▸ **Exercise aim**: Rewrite each of the records below, changing every "tab character" to "single space" and leaving everything else unchanged.

▸ **Task input**:
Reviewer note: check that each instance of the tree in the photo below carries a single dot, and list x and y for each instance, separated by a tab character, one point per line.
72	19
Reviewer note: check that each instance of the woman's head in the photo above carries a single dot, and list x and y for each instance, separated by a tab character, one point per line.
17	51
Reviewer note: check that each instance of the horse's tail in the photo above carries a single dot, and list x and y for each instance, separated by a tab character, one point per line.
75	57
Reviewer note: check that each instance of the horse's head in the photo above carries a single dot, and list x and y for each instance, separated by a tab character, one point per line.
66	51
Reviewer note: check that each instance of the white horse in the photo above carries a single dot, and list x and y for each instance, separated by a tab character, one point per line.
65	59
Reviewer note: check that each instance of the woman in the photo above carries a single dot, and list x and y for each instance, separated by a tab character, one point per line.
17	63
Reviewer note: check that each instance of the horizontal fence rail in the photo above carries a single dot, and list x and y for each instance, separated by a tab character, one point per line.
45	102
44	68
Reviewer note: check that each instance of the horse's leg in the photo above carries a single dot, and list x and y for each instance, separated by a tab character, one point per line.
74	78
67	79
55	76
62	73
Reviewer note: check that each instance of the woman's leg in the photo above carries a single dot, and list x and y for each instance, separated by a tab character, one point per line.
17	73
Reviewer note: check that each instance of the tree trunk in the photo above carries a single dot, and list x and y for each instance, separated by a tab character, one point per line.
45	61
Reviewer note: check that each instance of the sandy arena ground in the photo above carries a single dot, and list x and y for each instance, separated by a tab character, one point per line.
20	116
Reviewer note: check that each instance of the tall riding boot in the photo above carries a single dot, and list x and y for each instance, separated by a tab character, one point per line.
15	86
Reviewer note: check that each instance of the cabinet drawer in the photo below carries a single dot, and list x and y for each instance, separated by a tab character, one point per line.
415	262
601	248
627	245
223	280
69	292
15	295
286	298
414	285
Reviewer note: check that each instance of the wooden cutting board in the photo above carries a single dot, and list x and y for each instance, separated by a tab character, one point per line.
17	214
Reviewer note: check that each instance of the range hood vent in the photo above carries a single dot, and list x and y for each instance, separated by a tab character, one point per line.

▸ **Solution for this problem**:
Reviewer note: check that each instance of the tree in the photo below carries a single dot, and list x and y for each instance, separated by a single space, one point per line.
72	19
Reviewer note: check that each instance of the woman's head in the photo above carries a single dot, and list x and y for each instance, separated by a single space, one point per line.
17	51
Reviewer note: check that each instance of the horse's tail in the photo above carries a single dot, and list x and y for each instance, separated by a single space, one point per line.
75	57
Reviewer note: check that each instance of the horse's head in the photo above carries a single dot, and list x and y for each instance, separated by a single space, one point per line.
66	51
Reviewer note: check that each instance of the white horse in the photo above carries a single dot, and list x and y for each instance, separated by a single space, one point per line.
65	59
Reviewer note: check that each instance of the woman in the photo above carries a single dot, and list x and y for each instance, separated by a single space, one point per line.
17	63
Reviewer note: check that each instance of the horizontal fence rail in the photo above carries a single dot, and list x and y for each instance, separated by a single space, one point per line.
45	102
44	68
Reviewer note: check that each instance of the horse's leg in the photo above carries a single dot, and list x and y for each instance, separated by a single space, one point per line.
74	78
67	79
55	76
62	73
Reviewer note: check that each instance of the woman's leg in the photo above carries a single dot, and list x and y for each instance, separated by a single space, one point per line.
17	73
Reviewer note: check that each instance of the tree trunk in the photo above carries a single dot, and list x and y for each instance, separated by a single space, one point per line.
45	61
Reviewer note: check that each instance of the sandy arena ground in the photo above carries a single dot, and list x and y for each instance, separated by a single space, one point per line.
20	116
Reviewer note: check that each instance of the tall riding boot in the photo above carries a single dot, and list x and y for each instance, separated by a single space, one point per line.
15	86
Reviewer note: check that each instance of the cabinet drawer in the photo below carries a single dot, and list x and y for each instance, separated by a single space, one point per line.
415	262
601	248
627	245
223	280
69	292
15	295
286	298
414	285
Reviewer note: check that each instance of the wooden cutting board in the photo above carries a single dot, and list x and y for each instance, separated by a single space, one point per line.
17	214
Reviewer note: check that each instance of the range hood vent in the photo above carries a single dot, and list x and y for each instance, separated by a single space, one point per line.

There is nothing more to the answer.